- [EXTRACTED TEXT]:
>>>>>
David G. Pace is one of an emerging group of Mormon writers exploring the conflict between collective religious authority and personal authenticity. Properly understood as a work of magical realism, Dream House on Golan Drive tells young Riley Hartley’s coming-of-age story from the perspective of Zedekiah, a.k.a. Zed, one of the three immortal Nephites. Through Zed’s ironic voice, Pace rends the veil between the cosmology of his religion and the true-to-this-life experiences of a Mormon boy growing up in the 1970s and ’80s. As the maturing Riley explores his own propensities and doubts, he grows increasingly alienated from his familial and religious upbringing. Yet Dream House does not celebrate Riley’s rejection of the lds moral compass. Instead, Pace’s narrative poses the question that troubles wandering Mormons most: what will take the place of that compass?

The story begins as ten-year-old Riley moves with his large family from California to their “dream house” in a suburb just outside Salt Lake City. Riley’s father, Gus, is a well-respected lds lecturer with a gift for inspirational gab. Although a sincerely loving parent, Gus, like the paternalistic church he represents, sometimes inflicts collateral damage on the psyches of his flock through his allegiance to church doctrine.

When Riley is nearly twelve, the Hartley family takes in Lucy, a young convert and former heroin addict. Serving as the catalyst in Riley’s puberty-driven identity crisis, Lucy asks the kinds of questions that challenge all religious authorities. She wonders why, for example, the Mormon Word of Wisdom prohibits drinking tea or coffee, but not Coke or hot chocolate. Riley’s mother, Joan, tells Lucy that individuals are allowed to “embrace the larger meaning and decline soft drinks” (25). This discussion really concerns the spirit versus the letter of the law, but Gus and Joan cannot drift very far in the free-spiritual direction initiated by Lucy.
<<<<<
- [WORK TO DO]:
**a)** Sum up the review of Dream House on Golan Drive in two sentences.
**b)** Which characters from the novel does the review of Dream House on Golan Drive name? List every one.

- [GIVEN DATA]:
>>>>>
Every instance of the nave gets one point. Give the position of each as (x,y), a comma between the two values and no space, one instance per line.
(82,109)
<<<<<
- [EXPECTED ANSWERS]:
**a)** Dream House on Golan Drive, a work of magical realism by David G. Pace, tells Riley Hartley's coming-of-age story through the ironic voice of Zed, one of the three immortal Nephites, as Riley grows up Mormon in the 1970s and '80s and drifts away from his family and faith. The novel does not celebrate his rejection of the church's moral compass but asks what will take its place, and the story begins with the family's move to a suburb outside Salt Lake City, where Lucy, a young convert and former heroin addict, raises questions that challenge religious authority.

**b)**
- Riley Hartley
- Zedekiah (Zed)
- Gus
- Joan
- Lucy